Same query returning two different count

Hi,

I have a job that triggers the lambda and get the count from mongodb everyday. When i try to retrieve the data from mongodb using the below query {’$and’: [{’_id.a’: 402}, {‘t.u’: {’$gte’: datetime.datetime(2022, 6, 29, 22, 0, tzinfo=datetime.timezone.utc), ‘$lte’: datetime.datetime(2022, 8, 9, 22, 0, tzinfo=datetime.timezone.utc)}}, {’_id.s’: {’$gt’: 99999999}}]} . I’m getting two different counts. when the job ran , i got the count as 661 whereas the actual count was 340. But when i ran it separately in the morning i got the count as 340. No changes were made in the query. Even when the job ran the same query fetched the different count.

Can someone help me on this issue

Hi @Navaneethan_Sukumaran and welcome to the community!!

Could you help me with some informations for the above issue mentioned:

  1. By Lambda do you mean AWS Lambda?
  2. Can you post a code snippet that involves the problematic count? Currently in the post you only have the query but not the actual code. Would also be helpful to know the driver language you’re using.
  3. Is there a pattern for the count appearing to different in different executions or server responding with out of date responses?
  4. What is the MongoDB version you’re using?
.....
### OBJECTIVE
Please rewrite the part of the MongoDB count thread that opens with the words containing "1. By Lambda" and closes with "of date responses?", putting "code sample" in place of "code snippet". You can leave the listing aside; it isn't needed here.

Data listing
.....
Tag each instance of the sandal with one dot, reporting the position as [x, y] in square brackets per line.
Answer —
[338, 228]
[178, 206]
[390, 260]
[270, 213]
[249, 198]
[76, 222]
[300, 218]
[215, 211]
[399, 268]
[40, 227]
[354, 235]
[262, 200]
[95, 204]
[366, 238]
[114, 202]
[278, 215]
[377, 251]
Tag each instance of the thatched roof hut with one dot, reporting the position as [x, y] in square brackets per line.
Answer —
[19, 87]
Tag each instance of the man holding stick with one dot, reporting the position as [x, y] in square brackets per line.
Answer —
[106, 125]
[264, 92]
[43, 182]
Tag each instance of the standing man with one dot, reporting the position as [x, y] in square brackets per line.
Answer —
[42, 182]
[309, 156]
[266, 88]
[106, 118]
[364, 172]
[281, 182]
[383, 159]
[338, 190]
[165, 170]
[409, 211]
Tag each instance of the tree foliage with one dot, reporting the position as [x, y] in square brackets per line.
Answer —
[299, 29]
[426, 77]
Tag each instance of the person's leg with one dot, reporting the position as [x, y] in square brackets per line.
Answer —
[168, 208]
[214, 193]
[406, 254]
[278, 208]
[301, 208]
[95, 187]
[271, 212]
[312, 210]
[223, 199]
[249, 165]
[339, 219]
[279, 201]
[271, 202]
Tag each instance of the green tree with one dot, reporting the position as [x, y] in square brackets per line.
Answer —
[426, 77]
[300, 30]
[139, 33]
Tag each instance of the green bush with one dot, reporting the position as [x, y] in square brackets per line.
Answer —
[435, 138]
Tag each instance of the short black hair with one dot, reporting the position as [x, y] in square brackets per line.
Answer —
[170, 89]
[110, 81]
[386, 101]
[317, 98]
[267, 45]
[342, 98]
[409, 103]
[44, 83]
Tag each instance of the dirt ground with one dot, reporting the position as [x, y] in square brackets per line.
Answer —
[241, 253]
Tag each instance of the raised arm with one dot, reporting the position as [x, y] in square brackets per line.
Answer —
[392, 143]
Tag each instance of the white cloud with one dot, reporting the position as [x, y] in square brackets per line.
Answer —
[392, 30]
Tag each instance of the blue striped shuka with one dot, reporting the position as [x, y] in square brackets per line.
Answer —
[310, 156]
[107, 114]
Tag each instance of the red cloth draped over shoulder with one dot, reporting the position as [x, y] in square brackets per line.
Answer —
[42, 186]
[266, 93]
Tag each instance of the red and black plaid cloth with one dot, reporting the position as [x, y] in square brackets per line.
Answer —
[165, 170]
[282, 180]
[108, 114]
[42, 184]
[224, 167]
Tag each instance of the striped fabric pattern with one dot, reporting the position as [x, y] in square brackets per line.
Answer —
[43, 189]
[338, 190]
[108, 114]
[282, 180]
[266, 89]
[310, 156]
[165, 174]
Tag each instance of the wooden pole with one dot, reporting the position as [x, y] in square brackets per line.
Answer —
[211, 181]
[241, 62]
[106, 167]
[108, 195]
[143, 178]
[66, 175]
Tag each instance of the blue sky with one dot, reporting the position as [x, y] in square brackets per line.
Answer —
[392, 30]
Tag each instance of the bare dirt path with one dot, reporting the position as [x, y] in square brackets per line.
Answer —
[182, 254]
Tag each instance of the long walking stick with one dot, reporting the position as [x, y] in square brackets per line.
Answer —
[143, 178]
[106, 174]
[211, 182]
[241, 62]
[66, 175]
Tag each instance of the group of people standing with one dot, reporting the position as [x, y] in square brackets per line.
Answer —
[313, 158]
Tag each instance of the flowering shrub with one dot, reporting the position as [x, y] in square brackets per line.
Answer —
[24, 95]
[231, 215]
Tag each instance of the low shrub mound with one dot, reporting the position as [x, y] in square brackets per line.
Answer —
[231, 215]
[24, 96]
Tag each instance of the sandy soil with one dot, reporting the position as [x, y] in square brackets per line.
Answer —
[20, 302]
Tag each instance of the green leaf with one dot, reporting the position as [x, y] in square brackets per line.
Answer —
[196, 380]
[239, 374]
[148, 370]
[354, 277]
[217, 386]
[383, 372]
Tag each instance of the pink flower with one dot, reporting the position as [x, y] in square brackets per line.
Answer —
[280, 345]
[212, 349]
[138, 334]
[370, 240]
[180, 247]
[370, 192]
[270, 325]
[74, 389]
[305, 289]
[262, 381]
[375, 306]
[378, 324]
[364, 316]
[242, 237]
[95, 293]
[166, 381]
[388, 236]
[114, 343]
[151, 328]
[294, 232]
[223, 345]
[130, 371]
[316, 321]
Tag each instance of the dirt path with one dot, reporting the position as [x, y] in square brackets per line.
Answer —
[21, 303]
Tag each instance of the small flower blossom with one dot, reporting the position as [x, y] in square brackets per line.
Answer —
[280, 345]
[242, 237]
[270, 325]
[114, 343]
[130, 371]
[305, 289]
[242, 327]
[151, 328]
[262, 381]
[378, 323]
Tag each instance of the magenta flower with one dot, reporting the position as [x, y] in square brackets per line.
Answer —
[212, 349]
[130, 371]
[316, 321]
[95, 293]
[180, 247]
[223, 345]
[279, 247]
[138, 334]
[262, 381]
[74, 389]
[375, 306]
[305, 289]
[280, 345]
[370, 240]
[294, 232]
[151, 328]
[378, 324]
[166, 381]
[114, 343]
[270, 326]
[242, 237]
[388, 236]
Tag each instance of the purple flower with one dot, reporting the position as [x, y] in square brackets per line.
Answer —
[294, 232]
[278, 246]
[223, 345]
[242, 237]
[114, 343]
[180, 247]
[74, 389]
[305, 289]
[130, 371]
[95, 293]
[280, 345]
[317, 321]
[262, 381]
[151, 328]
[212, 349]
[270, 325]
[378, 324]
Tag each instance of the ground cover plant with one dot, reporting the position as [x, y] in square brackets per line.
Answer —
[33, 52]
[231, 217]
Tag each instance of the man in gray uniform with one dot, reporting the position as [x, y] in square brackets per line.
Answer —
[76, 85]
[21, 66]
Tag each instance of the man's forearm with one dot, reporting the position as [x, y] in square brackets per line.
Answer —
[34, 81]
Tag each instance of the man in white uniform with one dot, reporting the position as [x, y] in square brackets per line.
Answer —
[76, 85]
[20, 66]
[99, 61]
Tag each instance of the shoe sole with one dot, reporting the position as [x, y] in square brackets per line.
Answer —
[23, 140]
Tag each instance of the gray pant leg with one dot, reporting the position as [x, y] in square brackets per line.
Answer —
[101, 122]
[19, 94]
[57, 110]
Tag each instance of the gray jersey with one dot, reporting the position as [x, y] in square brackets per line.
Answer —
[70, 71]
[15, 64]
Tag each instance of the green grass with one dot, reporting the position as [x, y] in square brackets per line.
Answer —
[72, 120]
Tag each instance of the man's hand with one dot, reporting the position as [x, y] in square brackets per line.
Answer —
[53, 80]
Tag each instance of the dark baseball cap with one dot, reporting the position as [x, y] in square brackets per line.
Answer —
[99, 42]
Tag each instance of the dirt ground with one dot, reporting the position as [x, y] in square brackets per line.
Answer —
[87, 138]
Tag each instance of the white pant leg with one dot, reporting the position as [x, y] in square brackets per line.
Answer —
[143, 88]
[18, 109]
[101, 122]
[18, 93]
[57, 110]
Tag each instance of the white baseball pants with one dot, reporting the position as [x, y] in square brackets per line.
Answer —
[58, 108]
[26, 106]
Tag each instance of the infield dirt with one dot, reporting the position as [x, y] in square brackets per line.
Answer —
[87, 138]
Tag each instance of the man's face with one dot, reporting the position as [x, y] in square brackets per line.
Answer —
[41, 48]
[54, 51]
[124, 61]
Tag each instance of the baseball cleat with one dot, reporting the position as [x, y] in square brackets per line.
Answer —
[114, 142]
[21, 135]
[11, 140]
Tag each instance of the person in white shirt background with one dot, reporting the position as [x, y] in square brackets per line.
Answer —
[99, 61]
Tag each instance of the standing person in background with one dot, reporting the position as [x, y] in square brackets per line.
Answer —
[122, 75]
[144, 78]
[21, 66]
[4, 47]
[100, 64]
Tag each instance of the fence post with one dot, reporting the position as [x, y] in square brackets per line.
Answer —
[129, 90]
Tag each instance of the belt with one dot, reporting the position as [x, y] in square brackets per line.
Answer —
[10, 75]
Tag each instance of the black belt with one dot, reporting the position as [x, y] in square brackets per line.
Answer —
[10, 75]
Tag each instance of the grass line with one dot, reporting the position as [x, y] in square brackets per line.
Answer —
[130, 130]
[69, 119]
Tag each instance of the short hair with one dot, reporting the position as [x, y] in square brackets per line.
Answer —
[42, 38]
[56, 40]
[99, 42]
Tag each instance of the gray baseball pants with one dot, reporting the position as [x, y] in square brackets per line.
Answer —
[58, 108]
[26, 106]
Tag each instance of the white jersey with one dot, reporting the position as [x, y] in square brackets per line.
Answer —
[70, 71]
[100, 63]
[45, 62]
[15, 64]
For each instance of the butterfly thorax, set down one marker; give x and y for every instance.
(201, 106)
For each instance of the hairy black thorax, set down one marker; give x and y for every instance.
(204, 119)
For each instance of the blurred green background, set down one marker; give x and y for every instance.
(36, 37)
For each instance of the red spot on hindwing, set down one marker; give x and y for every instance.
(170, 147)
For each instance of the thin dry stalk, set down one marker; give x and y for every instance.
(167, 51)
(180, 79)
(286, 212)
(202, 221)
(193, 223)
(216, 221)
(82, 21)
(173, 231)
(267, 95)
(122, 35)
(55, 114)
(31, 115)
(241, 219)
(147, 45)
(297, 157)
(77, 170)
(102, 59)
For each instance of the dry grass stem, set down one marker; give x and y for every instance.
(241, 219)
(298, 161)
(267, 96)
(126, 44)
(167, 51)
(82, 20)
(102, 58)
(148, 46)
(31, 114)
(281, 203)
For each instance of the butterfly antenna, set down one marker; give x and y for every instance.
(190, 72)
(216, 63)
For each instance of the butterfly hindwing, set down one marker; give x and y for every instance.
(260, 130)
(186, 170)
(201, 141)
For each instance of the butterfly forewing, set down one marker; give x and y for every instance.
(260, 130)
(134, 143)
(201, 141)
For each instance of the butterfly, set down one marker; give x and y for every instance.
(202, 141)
.....
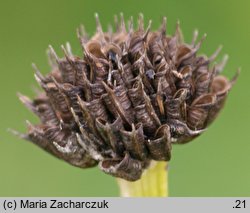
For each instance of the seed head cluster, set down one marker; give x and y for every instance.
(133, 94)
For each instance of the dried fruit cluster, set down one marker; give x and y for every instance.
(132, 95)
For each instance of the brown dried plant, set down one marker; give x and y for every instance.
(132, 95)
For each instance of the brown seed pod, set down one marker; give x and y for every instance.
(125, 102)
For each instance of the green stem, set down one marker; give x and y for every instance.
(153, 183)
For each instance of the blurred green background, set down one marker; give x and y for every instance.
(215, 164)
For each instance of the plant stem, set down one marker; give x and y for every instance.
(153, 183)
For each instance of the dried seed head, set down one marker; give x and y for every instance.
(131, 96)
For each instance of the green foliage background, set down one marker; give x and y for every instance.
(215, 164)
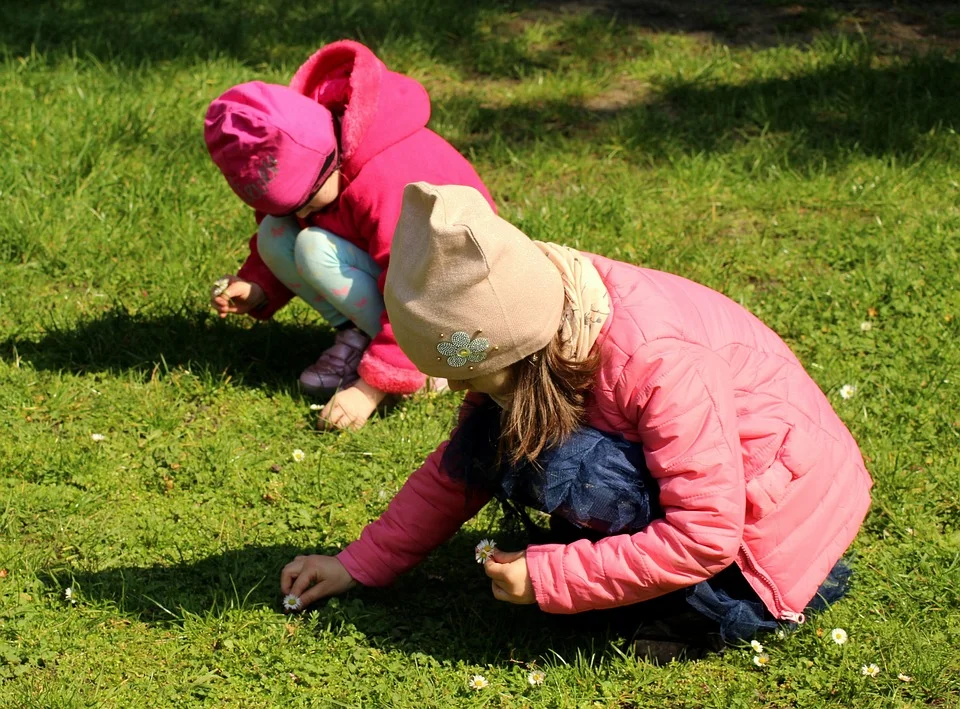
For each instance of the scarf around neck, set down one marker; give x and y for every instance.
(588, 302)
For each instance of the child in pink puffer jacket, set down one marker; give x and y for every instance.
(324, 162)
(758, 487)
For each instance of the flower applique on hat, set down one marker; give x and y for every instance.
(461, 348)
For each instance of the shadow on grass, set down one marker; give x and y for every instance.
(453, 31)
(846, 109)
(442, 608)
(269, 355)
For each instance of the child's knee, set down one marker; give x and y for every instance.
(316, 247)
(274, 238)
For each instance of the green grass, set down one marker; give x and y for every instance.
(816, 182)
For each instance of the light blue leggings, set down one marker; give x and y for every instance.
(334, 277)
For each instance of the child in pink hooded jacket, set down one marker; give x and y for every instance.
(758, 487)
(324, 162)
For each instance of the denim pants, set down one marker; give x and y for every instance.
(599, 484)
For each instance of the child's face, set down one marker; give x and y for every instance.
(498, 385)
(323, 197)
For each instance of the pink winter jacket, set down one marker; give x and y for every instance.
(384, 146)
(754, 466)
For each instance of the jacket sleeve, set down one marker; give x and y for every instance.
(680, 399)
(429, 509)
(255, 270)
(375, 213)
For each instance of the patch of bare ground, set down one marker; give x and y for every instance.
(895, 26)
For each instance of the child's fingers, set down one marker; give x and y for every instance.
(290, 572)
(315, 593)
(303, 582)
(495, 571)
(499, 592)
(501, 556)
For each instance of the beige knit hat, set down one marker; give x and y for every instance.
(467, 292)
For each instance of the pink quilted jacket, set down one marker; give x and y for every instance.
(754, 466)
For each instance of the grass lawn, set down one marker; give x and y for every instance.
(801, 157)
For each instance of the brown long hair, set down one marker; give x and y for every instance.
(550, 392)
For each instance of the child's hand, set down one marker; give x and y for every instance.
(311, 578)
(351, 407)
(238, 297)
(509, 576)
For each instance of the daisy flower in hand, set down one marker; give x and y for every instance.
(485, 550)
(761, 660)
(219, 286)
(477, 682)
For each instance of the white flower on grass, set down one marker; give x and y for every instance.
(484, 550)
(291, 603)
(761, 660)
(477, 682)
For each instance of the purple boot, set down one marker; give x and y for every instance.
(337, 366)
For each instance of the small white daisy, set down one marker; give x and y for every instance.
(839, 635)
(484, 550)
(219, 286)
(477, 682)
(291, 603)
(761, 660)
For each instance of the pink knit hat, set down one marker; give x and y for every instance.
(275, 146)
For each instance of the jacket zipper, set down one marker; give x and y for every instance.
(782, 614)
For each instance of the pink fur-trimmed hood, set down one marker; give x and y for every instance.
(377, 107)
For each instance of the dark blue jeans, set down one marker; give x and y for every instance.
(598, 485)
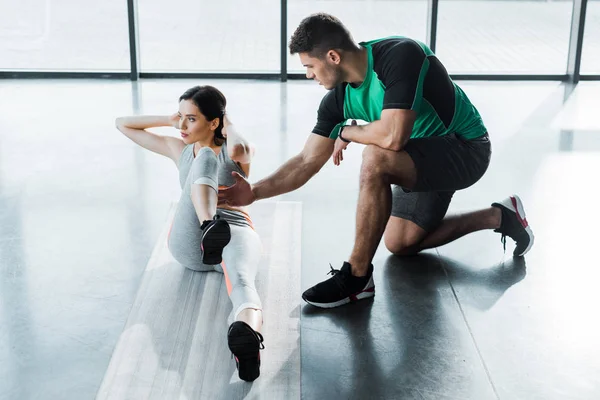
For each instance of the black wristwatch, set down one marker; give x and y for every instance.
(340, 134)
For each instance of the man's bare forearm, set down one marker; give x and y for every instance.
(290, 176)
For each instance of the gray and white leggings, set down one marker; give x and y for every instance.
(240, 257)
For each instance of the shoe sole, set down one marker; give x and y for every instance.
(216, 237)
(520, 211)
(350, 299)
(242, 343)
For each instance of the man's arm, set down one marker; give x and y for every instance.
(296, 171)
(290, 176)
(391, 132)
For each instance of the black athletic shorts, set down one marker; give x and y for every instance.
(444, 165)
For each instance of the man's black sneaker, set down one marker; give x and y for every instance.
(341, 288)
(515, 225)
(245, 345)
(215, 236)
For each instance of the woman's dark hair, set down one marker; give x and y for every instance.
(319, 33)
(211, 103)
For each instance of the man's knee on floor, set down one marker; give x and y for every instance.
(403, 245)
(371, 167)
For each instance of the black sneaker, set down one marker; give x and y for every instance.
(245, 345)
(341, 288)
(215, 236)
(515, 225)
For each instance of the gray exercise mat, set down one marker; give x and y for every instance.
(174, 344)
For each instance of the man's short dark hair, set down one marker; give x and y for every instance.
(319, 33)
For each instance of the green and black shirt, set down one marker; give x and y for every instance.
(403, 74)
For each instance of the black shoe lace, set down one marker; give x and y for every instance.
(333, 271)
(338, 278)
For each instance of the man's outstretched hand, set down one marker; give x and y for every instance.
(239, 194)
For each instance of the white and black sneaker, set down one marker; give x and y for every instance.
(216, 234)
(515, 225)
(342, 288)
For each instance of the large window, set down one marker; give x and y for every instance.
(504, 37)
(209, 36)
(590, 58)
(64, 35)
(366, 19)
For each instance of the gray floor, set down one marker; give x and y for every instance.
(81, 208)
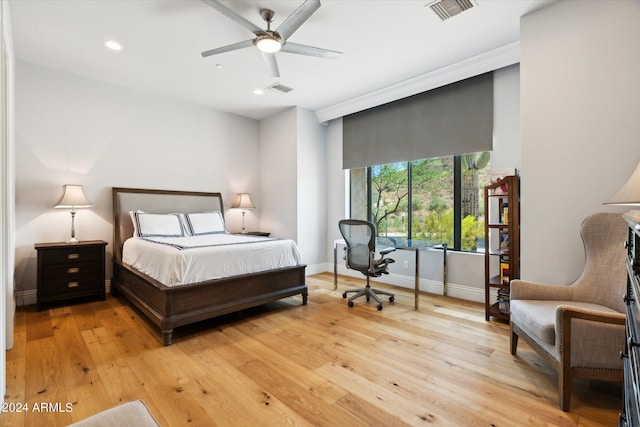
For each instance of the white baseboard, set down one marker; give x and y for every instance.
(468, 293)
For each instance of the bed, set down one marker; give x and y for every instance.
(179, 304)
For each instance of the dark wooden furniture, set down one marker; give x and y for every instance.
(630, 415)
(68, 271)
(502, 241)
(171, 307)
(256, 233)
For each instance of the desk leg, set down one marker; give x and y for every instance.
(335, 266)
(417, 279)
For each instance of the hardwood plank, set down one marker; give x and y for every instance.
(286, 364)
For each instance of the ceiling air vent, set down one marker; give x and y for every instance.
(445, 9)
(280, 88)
.....
### WRITTEN REPLY
1. By Lambda do you mean AWS Lambda?
  2. Can you post a code sample that involves the problematic count? Currently in the post you only have the query but not the actual code. Would also be helpful to know the driver language you’re using.
  3. Is there a pattern for the count appearing to different in different executions or server responding with out of date responses?